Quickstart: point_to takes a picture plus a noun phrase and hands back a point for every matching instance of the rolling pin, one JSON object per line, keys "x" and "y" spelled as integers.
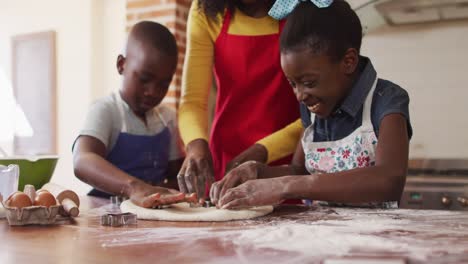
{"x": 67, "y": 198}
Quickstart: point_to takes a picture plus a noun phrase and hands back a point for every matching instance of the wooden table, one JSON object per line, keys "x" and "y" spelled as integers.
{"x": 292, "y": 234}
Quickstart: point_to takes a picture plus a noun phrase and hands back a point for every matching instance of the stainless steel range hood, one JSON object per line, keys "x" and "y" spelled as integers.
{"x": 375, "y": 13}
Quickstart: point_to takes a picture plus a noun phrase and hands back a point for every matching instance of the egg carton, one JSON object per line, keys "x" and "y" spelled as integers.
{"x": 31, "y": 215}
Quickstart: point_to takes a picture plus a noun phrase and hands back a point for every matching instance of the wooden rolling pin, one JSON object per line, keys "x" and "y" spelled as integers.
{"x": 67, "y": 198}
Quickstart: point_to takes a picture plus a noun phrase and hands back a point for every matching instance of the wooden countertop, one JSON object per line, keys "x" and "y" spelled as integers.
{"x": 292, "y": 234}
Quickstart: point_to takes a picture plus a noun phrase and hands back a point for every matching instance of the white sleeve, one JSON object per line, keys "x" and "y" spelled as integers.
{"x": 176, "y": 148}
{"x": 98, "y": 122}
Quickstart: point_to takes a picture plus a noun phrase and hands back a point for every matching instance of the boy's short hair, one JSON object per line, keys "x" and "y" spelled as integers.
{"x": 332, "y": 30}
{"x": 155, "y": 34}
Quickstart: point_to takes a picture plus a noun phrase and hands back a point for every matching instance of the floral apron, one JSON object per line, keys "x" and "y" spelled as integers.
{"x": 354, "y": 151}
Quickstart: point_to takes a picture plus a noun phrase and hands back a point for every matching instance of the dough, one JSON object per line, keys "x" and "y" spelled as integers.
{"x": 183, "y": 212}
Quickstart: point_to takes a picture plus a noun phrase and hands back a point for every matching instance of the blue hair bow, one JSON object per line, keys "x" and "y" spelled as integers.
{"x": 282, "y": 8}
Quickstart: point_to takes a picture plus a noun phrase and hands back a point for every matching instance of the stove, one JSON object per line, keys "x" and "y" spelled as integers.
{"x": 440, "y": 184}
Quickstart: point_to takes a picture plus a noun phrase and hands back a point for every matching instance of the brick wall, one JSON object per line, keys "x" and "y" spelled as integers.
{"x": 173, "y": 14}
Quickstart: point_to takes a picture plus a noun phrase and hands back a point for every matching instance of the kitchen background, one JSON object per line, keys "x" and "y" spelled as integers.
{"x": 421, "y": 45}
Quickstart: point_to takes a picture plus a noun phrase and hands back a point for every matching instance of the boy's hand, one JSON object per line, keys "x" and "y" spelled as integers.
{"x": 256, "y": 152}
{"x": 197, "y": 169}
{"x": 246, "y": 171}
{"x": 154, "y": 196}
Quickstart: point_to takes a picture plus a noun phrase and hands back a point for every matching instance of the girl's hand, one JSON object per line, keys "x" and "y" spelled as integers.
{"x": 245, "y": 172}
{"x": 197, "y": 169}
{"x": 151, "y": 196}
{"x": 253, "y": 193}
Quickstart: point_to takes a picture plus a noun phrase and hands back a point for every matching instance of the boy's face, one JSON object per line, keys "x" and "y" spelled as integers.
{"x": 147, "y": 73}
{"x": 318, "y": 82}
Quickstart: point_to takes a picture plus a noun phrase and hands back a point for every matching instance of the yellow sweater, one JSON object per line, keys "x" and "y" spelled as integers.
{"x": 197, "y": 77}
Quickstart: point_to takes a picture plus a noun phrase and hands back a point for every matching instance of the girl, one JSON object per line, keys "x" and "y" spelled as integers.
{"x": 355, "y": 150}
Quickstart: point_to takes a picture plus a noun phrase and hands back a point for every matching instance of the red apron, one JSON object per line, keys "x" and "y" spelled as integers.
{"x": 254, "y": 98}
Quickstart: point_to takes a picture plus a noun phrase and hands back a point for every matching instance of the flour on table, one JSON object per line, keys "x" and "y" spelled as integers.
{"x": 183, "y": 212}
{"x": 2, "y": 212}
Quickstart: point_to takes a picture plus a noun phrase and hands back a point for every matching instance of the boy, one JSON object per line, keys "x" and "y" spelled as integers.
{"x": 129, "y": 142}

--- WORK TO COMPLETE ---
Leave out the pictures and copy the rest of the material above exactly.

--- WORKED SOLUTION ---
Quickstart: point_to takes a picture plus a noun phrase and hands back a point for every matching instance of the rolling pin, one JSON object per line, keys "x" and "y" spelled as integers.
{"x": 67, "y": 198}
Quickstart: point_to takes a picture plus a noun phrase and hands back a point for every matching instance of the wooden table, one JSON object per line, keys "x" and "y" spelled as integers.
{"x": 292, "y": 234}
Quickstart: point_to takes a picture plus a noun phrase and hands back a point for every matching instance of the stainless steel range hood, one JSON object per line, keys "x" and "y" spelled as integers.
{"x": 375, "y": 13}
Quickstart: point_to takes a picture plus a noun phrase and hands back a point for every matching instance of the egg carton, one JSON object per line, keys "x" and "y" spelled as integers.
{"x": 31, "y": 215}
Quickstart: point_to takes a picture plus a noun phrase and hands back a point for every matching instance of the wooden rolling pin, one JSON object per line, keys "x" and "y" spelled as integers.
{"x": 67, "y": 198}
Quickstart: point_to takes a picture plus a noun phrase and hands back a point for every matching instance of the wooden countertop, one JSON object per line, keys "x" and "y" spelled as integers.
{"x": 292, "y": 234}
Quickstart: point_to takes a picture plus a noun phrase and hands back a point for every matching instance of the white sleeve, one JSON object per line, keys "x" and "y" spelled as integers.
{"x": 176, "y": 148}
{"x": 98, "y": 122}
Quickstart: point_to takes a picture plus a noun phrase and hands back a point for every matching instance of the boy's short hair, one JSON object per line, keys "x" and "y" spelled as integers.
{"x": 332, "y": 30}
{"x": 155, "y": 34}
Quickstart: point_to takes a picture plus a noun phrase and hands back a point for every matching instance of the floral apron, one JSON object per line, keys "x" and "y" spelled as integers.
{"x": 354, "y": 151}
Quickstart: point_to takes a picture plus a noun phrase and hands back a point for every matching instance of the dough, one JSON object per line, keys "x" and "y" spelled as integers.
{"x": 183, "y": 212}
Quickstart: point_to takes a picture plus a noun phrase and hands back a point for every matching instance of the blue hair bow, one JSON object per line, keys "x" and "y" spelled as integers.
{"x": 282, "y": 8}
Quickstart: point_to takes a picture plus a noun phrase and hands back a point for every matching instance of the stove, one JSON object per line, keys "x" and "y" spelled as integers.
{"x": 440, "y": 184}
Quickstart: point_to takes a picture plus a noun phrase and hands back a point for every matching instance of the brick wall, one JSON object per line, keys "x" and "y" spelled as integers.
{"x": 173, "y": 14}
Quickstart: point_to takes a picture plus a noun phrase and hands back a point for every matching instance of the kitchen background, one JSON object per line, keys "x" and "y" spelled as integers.
{"x": 421, "y": 45}
Quickstart: point_to takes a picture plus a noun phrase and hands back a point for every matching instance of the boy's hand, one JSON object per line, keys "x" and "y" spelled as integers.
{"x": 256, "y": 152}
{"x": 197, "y": 169}
{"x": 246, "y": 171}
{"x": 154, "y": 196}
Quickstart: point_to takes a picture plus a noun phrase and hands back a point for every matching instance of the girl's hand, one JSON object per line, keys "x" and "y" spelled as integers.
{"x": 245, "y": 172}
{"x": 197, "y": 169}
{"x": 151, "y": 196}
{"x": 253, "y": 193}
Quickstart: point_to takes a picture plus a noun phrase and hands back a point for every matching instance of the boy's face, one JSON object per line, keys "x" and "y" spelled as integers.
{"x": 147, "y": 73}
{"x": 318, "y": 82}
Quickstart: point_to takes a picture plus a noun phrase and hands back a point for every matching instance of the yellow sweater, one JSON object per line, keys "x" and "y" spelled as integers.
{"x": 197, "y": 77}
Quickstart: point_to takes a picture plus a noun phrase and hands back a point for every matching instance of the girl, one JSON object per line, keys "x" and "y" spelled as integers.
{"x": 355, "y": 150}
Quickstart: point_to takes a picture plus a noun phrase and hands back a point for every matching instance of the red apron, one JSON object per line, keys "x" and "y" spelled as integers.
{"x": 254, "y": 98}
Quickstart: point_to takes a picture plus a noun phrase and hands back a point for every matching instance of the flour on table, one JSON object per line, keys "x" and "y" spelled as integers.
{"x": 183, "y": 212}
{"x": 2, "y": 212}
Quickstart: point_to takes a picture plus a noun phrase and hands back a point for every matching instance of the boy, one JSON object per line, keys "x" and "y" spelled as integers.
{"x": 129, "y": 142}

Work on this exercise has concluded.